» Raw data
"""

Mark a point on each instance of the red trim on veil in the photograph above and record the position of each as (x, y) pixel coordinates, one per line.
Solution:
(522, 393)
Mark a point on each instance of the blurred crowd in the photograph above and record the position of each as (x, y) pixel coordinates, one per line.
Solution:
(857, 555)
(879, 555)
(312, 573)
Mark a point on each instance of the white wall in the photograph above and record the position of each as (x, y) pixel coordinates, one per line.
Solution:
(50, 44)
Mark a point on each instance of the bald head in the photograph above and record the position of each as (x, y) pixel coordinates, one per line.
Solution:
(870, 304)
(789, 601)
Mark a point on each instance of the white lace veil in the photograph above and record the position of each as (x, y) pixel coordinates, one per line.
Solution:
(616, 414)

"""
"""

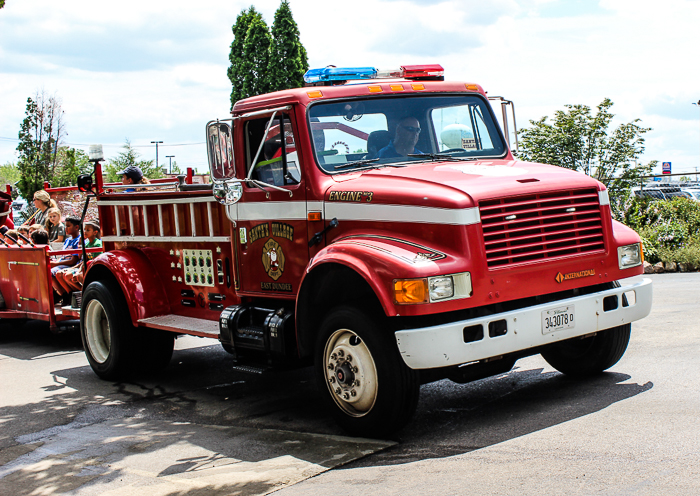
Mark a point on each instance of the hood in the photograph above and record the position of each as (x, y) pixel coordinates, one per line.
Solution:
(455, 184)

"""

» Task to carry out
Answer with a single number: the count of lines above that contain the string "veil".

» Task solution
2